EXTRAIT CHOISI:
----
«Chaque artiste crée ses précurseurs. Son travail modifie notre conception du passé autant que celle du futur». Jorge Luis Borges

vendredi 5 octobre 2012

Goya de Menotti avec Plácido Domingo chez Arthaus.


Menotti : Goya
Placido Domingo (Goya); Michelle Breedt (Dona Cayetana); Iride Martinez (Maria Luisa, Reine d’Espagne); Andreas Conrad (Carlos IV, Roi d’Espagne); Maurizio Muraro (Don Manuel Godoy); Christian Gerhaher (Martin Zapater); Nadia Krasteva (Leocadia/une chanteuse); Petra Simkova (une bonne); Sergio Raonic Lukovic (Aubergiste/majordome)
Nikolaus Adler, chorégraphie
Jesper Kongshaug, éclairages
Steffen Aarfing, costumes et décors
Kasper Bech Holten, mise en scène
Radio-Symphonieorchester Wien
Festival-Chor KlangBogen Wien
Emmanuel Villaume, direction
Arthaus Musik 101 576

C’est en 1986 que fut donnée la première de cet opéra dont l’idée fut soufflée à Menotti par Domingo lui-même. « C’est la seule fois, il me semble, que j’accepte une idée venant de quelqu’un d’autre » a dit le compositeur.
----
Items enregistrés du jeu de données:
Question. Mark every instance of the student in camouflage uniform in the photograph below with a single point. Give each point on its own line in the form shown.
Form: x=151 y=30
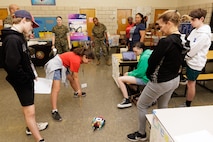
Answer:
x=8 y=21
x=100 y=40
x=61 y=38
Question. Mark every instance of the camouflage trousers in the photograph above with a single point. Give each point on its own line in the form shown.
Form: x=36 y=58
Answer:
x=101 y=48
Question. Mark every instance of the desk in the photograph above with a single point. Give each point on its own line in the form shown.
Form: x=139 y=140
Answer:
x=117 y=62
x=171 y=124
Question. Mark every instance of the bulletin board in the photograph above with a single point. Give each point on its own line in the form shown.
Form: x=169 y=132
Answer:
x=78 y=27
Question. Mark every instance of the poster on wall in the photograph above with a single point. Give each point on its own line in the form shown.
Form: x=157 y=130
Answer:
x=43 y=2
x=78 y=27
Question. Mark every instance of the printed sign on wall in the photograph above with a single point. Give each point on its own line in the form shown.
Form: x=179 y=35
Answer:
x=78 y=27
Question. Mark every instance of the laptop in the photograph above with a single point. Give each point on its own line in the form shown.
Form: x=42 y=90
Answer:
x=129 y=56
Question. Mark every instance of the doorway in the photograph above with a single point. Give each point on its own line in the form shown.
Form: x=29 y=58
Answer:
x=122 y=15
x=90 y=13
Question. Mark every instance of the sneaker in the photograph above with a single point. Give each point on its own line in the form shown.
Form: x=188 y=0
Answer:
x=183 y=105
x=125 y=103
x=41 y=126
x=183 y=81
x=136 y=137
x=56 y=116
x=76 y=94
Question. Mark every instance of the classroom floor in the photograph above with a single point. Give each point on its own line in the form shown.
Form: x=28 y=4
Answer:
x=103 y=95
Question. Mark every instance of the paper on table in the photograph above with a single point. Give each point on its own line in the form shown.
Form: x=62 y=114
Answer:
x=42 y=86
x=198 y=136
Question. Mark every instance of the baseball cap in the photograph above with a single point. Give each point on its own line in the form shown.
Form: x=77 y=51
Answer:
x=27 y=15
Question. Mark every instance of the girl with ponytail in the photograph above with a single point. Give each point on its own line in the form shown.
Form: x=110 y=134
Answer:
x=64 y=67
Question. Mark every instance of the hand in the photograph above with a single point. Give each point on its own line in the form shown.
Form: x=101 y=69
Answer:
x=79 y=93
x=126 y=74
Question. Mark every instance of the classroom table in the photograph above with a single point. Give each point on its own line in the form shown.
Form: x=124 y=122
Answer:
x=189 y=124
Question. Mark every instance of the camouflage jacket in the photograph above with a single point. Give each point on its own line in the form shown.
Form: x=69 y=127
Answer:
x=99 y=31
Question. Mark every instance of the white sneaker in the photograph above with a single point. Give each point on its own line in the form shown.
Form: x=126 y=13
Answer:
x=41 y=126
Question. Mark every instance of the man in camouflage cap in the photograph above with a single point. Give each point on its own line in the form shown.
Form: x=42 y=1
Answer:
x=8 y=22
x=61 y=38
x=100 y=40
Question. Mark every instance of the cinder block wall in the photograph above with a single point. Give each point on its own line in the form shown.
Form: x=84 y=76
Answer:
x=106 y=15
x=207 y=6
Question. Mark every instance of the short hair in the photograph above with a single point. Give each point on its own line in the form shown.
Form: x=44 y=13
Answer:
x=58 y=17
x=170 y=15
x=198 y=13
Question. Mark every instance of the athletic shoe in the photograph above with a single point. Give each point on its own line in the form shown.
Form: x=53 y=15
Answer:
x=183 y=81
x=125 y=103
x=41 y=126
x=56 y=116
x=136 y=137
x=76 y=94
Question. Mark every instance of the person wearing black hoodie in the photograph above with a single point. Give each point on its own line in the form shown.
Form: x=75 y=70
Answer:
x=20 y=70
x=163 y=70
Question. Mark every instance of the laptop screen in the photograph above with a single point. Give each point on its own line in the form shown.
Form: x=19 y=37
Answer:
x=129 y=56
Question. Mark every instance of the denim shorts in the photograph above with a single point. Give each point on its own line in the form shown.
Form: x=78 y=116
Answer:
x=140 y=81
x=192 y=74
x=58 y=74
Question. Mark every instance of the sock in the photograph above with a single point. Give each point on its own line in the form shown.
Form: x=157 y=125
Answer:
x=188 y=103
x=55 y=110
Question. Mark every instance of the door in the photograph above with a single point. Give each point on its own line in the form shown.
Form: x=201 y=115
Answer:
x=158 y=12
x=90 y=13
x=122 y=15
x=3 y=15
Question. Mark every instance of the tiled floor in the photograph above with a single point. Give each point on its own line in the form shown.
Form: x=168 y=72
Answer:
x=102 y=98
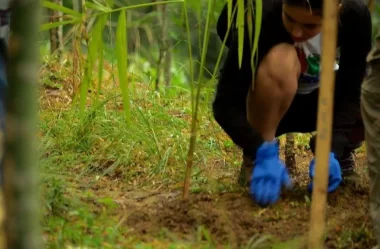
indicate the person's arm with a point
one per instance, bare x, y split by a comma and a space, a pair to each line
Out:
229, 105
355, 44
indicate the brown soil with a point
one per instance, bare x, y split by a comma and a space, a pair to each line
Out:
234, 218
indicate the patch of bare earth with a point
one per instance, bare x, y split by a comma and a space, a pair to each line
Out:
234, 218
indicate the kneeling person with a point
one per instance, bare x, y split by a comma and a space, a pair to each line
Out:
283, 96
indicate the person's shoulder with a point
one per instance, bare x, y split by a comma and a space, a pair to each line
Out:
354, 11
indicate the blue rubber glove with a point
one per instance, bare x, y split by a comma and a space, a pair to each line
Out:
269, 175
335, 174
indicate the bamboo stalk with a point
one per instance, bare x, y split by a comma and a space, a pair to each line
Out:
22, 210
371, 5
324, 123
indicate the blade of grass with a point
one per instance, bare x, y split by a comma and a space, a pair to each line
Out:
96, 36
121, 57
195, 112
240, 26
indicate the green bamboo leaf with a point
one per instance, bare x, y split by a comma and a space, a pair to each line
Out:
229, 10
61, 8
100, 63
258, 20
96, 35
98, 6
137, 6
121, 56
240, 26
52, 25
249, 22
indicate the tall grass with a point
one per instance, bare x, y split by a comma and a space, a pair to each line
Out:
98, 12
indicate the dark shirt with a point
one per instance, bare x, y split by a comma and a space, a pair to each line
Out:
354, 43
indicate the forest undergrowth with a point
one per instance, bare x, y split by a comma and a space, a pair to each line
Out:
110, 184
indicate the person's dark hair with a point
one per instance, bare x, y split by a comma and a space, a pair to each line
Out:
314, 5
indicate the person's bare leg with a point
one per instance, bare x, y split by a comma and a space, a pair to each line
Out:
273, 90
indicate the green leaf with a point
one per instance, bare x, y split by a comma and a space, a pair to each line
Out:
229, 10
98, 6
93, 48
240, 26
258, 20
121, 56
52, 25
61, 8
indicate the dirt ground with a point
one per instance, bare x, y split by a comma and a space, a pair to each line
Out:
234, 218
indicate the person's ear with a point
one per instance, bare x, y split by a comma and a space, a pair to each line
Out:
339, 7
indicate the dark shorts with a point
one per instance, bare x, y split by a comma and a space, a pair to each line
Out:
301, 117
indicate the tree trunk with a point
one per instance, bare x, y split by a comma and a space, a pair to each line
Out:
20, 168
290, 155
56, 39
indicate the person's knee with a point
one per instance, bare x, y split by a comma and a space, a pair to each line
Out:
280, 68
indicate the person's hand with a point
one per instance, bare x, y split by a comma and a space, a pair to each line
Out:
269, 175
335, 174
----
CONSIGNE:
Rédigez la suite du texte sur l'opéra Goya de Menotti, à partir de sa dernière phrase. Ces items proviennent d'une autre source.

RÉPONSE ATTENDUE:
L’histoire, qui ne prétend aucunement à la vérité historique, est une sorte de « description poétique de sa (Goya) personnalité ». On y voit Goya, vieux, dans une taverne, tomber amoureux d’une jeune femme aguichante, la duchesse d’Albe. Elle lui commande un portrait et pendant les séances de pose, Goya devient de plus en plus intensément attiré par la belle (Acte 1).

À l’Acte 2, on voit la reine être jalouse de la duchesse et de sa relation privilégiée avec le grand peintre. Celle-ci, rebelle et entichée d’idées modernes (nous sommes au tournant du 19e siècle), provoque la reine en présentant ses six caméristes, toutes vêtues exactement comme la souveraine. Le Premier ministre oblige Goya à faire serment d’allégeance à la reine, celui-ci accepte. La duchesse en est fort insultée et reproche à Goya son manque de caractère. Elle rompt avec lui.

L’Acte 3 retrouve Goya dans son atelier, retiré du monde et remplis de remords à l’idée de n’avoir pas été, dans sa vie personnelle, à la hauteur des idéaux et de la critique sociale véhiculés par ses tableaux. La duchesse a été empoisonnée par la reine et Goya fut incapable de se rendre à temps à son chevet pour la réconforter. Mais, avant de mourir, celle-ci apparaît à Goya et lui dit que son art transcendera le temps et réparera tous ses doutes.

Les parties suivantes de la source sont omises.